▶ _RECORDS SUPPLIED_
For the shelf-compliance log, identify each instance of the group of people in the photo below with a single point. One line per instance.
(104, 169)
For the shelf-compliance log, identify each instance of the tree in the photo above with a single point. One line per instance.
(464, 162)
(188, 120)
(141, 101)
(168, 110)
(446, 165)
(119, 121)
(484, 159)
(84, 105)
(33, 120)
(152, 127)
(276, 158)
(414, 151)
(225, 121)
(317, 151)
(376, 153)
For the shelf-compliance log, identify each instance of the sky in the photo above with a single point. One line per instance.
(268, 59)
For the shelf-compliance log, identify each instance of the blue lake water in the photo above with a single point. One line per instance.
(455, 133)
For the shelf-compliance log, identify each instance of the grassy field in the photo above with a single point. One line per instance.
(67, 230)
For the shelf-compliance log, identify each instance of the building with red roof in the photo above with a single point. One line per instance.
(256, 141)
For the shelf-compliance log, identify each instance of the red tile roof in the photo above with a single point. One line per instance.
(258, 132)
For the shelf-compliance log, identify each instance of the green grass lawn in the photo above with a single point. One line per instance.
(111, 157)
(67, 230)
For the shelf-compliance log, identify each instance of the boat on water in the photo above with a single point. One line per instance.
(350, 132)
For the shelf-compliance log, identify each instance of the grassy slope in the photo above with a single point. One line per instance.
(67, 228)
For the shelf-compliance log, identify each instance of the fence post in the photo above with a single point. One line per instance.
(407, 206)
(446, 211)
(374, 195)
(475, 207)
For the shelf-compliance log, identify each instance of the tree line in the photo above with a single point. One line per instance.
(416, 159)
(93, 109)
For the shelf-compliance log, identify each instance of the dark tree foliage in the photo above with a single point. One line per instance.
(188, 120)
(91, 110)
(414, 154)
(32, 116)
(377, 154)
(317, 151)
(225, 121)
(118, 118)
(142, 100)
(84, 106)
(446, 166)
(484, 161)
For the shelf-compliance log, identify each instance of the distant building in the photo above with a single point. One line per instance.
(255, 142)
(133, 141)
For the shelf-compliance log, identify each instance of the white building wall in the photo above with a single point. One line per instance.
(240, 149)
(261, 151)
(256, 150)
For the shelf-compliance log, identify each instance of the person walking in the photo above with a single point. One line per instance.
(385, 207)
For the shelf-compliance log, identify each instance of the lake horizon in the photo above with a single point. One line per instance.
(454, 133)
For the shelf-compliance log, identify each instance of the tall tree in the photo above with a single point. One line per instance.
* * *
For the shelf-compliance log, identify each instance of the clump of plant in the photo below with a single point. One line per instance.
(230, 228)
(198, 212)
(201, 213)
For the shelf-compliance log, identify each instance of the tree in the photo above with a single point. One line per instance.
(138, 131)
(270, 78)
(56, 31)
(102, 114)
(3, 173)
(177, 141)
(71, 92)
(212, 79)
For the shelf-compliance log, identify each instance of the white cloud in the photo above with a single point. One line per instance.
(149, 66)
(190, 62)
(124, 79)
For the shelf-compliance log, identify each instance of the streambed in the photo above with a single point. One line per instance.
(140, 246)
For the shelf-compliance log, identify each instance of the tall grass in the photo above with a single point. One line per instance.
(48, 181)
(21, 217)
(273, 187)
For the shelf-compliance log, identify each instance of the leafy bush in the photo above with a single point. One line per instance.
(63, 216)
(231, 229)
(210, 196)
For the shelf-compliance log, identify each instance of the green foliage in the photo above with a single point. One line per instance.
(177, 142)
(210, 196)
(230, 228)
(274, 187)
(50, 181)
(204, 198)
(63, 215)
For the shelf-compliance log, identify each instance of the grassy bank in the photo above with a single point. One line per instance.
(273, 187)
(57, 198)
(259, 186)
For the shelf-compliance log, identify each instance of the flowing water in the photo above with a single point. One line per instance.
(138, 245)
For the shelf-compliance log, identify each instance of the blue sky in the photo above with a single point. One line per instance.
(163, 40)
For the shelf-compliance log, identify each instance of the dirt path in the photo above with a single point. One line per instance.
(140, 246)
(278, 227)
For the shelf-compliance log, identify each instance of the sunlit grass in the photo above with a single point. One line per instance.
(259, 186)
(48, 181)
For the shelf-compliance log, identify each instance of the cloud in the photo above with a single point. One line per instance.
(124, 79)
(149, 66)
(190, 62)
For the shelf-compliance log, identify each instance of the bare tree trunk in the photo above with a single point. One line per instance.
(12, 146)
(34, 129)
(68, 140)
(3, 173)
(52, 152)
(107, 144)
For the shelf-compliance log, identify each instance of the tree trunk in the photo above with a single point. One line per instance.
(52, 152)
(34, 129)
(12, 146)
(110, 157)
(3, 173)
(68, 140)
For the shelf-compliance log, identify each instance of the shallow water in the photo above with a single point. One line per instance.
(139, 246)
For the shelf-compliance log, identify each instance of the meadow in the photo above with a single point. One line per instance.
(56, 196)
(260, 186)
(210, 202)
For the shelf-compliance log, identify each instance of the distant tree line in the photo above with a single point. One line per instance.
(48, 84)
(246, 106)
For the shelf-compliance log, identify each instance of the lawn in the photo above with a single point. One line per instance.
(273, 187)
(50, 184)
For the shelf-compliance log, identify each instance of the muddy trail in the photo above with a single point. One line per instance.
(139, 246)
---
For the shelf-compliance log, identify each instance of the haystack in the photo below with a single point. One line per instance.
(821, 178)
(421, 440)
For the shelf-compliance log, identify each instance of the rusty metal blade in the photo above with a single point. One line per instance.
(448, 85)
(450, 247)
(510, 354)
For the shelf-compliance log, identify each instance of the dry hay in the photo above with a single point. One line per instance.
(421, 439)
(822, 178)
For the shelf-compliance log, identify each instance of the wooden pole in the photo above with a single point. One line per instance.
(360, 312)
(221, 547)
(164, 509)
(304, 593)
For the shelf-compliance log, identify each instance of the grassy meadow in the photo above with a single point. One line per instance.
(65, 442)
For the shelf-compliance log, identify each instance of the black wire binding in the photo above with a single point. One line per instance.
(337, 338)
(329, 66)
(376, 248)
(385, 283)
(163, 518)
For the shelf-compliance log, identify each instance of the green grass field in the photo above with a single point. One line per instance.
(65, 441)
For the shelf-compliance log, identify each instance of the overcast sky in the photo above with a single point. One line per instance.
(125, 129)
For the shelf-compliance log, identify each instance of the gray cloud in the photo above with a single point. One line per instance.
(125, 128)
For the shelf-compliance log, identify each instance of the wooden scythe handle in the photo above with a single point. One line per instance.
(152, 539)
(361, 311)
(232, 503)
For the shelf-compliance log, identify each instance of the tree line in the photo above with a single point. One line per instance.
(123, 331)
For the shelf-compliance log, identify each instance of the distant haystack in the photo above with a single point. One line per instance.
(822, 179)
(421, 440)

▶ _TASK DESCRIPTION_
Report each line of the material above that contains the string "lawn", matching case exactly.

▶ _THE RESPONSE_
For the shelf-compliance log, identify each instance of the green grass lawn in the photo above with a single point. One line per instance.
For the shelf-compliance log, identify each instance of the lawn in the photo above with a single point. One line per instance.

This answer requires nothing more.